*Prompt*: Reproduce, exactly and in full, only the lines below from the one containing "[point] every instance of the shoreline" through the one containing "[point] every instance of the paved".

[Dataset entries]
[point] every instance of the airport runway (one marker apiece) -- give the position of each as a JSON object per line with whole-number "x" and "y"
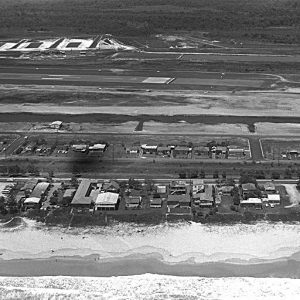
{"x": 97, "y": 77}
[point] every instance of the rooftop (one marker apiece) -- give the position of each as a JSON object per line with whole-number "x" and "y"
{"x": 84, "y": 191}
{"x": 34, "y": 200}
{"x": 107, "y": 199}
==
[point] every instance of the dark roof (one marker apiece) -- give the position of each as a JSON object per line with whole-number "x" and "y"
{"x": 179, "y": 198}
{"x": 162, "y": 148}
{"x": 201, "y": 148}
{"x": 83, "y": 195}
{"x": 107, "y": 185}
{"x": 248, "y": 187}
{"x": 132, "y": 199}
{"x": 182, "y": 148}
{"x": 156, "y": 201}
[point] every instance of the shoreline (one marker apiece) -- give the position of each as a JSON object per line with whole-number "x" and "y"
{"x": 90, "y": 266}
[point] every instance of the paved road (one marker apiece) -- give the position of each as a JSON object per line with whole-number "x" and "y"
...
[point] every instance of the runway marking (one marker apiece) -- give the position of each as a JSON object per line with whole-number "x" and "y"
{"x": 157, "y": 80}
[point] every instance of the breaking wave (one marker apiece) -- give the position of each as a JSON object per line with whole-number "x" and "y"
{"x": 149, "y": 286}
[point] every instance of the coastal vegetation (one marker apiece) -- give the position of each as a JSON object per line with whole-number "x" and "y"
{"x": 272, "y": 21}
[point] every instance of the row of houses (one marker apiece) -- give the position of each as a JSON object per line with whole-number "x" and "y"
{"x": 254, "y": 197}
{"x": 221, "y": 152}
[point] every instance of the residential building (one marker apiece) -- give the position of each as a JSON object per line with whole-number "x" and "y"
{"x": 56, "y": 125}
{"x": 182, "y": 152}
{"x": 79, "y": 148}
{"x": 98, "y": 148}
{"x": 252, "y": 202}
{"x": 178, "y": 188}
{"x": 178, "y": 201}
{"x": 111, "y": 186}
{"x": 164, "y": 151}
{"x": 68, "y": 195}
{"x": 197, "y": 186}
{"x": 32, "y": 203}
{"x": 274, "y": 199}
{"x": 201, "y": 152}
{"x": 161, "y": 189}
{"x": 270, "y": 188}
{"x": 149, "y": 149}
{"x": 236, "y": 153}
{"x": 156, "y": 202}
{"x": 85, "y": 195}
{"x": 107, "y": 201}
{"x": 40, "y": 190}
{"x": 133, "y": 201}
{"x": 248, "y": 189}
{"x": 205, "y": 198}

*Task response*:
[point] every instance of the shoreline (one marker apiece) -- give the position of each as a JSON object per line with whole-number "x" and "y"
{"x": 90, "y": 266}
[point] every instance of the paved road (one marker apiece) -- give the position of each as a JSON object per line with whole-number "x" and "y"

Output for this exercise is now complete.